SUPPLIED RECORDS |
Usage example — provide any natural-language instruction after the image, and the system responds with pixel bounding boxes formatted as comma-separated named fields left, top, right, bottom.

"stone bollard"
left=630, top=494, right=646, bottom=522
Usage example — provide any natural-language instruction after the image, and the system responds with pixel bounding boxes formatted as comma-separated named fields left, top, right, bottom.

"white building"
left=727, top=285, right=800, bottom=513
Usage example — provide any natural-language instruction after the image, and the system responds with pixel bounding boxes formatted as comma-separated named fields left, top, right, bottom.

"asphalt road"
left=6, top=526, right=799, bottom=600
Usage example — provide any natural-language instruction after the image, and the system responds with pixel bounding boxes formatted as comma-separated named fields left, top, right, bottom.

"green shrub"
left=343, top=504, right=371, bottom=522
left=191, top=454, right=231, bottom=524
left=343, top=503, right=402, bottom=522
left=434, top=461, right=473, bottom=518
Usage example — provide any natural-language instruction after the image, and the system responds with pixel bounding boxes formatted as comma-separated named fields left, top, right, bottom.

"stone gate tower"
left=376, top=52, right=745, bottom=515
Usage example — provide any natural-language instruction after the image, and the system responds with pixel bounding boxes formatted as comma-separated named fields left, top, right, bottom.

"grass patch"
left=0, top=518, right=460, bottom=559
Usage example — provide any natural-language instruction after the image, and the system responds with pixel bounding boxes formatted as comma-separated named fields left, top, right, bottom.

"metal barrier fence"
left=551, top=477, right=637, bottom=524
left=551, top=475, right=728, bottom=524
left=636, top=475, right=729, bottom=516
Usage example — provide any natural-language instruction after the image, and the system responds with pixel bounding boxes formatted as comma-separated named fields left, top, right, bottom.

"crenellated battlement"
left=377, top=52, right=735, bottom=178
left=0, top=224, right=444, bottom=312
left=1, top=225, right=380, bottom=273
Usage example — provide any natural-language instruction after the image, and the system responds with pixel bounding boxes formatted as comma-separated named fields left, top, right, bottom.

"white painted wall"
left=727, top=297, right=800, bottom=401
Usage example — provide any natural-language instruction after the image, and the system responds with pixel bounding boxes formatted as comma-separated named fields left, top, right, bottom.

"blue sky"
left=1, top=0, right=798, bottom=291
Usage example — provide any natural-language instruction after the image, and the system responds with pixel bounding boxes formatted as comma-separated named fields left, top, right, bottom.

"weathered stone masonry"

GOAL OF THE EXERCISE |
None of the records may be omitted or altered when they are given again.

TASK RESULT |
Usage example — provide any natural-language instruction after the image, and the system responds with pixel bounding boxes formatted as comma-separated named fields left, top, right, bottom.

"stone bollard"
left=630, top=494, right=646, bottom=522
Usage example — provide any natural-language instruction after the image, and the system responds with pixel bounding boxes formatted as comma-separated named fields left, top, right, bottom.

"white building"
left=727, top=285, right=800, bottom=513
Usage example — provide any natural-language instruction after the image, and the system responds with pixel bounding boxes formatted as comma-separated named fields left, top, right, bottom.

"asphalt road"
left=6, top=526, right=799, bottom=600
Usage example — provide any natural-language instruction after the image, and the system responds with pixel bounding boxes formatted as comma-separated named fields left, top, right, bottom.

"green shrub"
left=343, top=504, right=371, bottom=522
left=191, top=454, right=231, bottom=524
left=343, top=503, right=402, bottom=522
left=434, top=461, right=473, bottom=518
Usage example — provide any natural-language instruction after the image, and the system responds with pixel bounding boxes formatted as comma-separated named fields left, top, right, bottom.

"stone gate tower"
left=376, top=52, right=745, bottom=515
Usage example — provide any natural-language instruction after the image, and the system responds with pixel bounding boxes formatted as comma-separated named fields left, top, right, bottom.

"grass patch"
left=0, top=518, right=460, bottom=559
Usage example — provide any natural-language instruction after the image, and the system responds with pixel bounding boxes formatted as comma-separated named fields left, top, right, bottom.

"metal barrier fence"
left=551, top=477, right=637, bottom=524
left=551, top=475, right=728, bottom=524
left=636, top=475, right=729, bottom=516
Usage example — provide any natural-language instruction after the image, and the system responds with pixel bounding boxes formatted as comma-separated named fields left, top, right, bottom.

"crenellated battlement"
left=377, top=52, right=735, bottom=178
left=0, top=224, right=444, bottom=312
left=1, top=225, right=380, bottom=273
Usage example — provide any natural-language instruction after the image, and the system responds with pixel bounding boxes formatted as comma-separated named fields left, top, right, bottom.

"white painted wall"
left=727, top=297, right=800, bottom=401
Usage example — provide any natural-language instruction after the image, and the system responds with pixel bounding boxes formatted as comma-separated named fields left, top, right, bottom.

"blue sky"
left=1, top=0, right=798, bottom=291
Usage example — provide any natural-language instruction after the image, and the system responds with pixel bounding boxes formatted as comma-separated named fields left, top, right, bottom.

"weathered stone masonry"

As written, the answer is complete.